PROVIDED RECORDS -
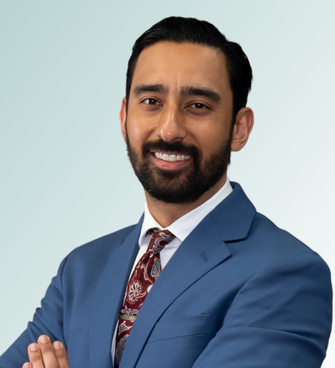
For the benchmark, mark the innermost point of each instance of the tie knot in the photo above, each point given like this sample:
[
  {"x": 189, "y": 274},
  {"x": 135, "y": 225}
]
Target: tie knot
[{"x": 159, "y": 239}]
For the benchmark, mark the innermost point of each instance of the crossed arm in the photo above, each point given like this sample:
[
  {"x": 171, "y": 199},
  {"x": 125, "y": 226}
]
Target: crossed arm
[{"x": 44, "y": 354}]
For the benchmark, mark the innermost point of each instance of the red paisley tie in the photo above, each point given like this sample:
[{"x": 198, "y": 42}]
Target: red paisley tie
[{"x": 140, "y": 283}]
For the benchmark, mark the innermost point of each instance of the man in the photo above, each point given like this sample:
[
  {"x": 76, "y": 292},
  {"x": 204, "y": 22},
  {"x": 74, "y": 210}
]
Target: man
[{"x": 235, "y": 291}]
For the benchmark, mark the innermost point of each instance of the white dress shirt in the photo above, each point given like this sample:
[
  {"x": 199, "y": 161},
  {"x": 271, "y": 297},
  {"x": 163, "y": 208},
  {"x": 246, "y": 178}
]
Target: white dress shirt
[{"x": 181, "y": 228}]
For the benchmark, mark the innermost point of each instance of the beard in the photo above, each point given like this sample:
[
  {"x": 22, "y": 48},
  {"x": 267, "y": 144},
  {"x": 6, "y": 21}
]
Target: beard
[{"x": 184, "y": 185}]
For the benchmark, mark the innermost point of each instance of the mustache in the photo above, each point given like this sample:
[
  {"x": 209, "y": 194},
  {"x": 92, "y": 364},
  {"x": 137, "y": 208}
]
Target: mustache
[{"x": 175, "y": 147}]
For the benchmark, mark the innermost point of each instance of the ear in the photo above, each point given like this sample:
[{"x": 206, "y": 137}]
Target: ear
[
  {"x": 123, "y": 118},
  {"x": 244, "y": 123}
]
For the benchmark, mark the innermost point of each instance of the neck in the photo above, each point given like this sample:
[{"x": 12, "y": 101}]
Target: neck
[{"x": 167, "y": 213}]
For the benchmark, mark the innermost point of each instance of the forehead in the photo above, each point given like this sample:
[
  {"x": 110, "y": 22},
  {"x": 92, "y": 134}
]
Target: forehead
[{"x": 182, "y": 64}]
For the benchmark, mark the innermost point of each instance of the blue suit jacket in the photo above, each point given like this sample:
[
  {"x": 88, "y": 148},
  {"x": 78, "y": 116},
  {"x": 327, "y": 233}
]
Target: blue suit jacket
[{"x": 239, "y": 292}]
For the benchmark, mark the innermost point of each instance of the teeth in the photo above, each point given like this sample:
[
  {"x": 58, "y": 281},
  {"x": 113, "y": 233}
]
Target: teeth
[{"x": 166, "y": 157}]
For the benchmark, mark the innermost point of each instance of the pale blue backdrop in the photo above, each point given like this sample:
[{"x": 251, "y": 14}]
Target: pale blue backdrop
[{"x": 65, "y": 177}]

DIRECTIVE - Put the lines from the one containing "of the teeth" through the last line into a numbered list, including both ends and omitting any blank lines.

COMPLETE ANSWER -
1. For the benchmark, mark the innermost point of each instance of the teeth in the photo above, each point given like this sample:
2. [
3.   {"x": 58, "y": 281},
4.   {"x": 113, "y": 233}
5. ]
6. Target: teeth
7. [{"x": 166, "y": 157}]
8. For the benchmark, mark the innermost point of each instance of the pale blue backdrop in the photo above, each point given like this sample:
9. [{"x": 251, "y": 14}]
10. Target: pale blue backdrop
11. [{"x": 65, "y": 177}]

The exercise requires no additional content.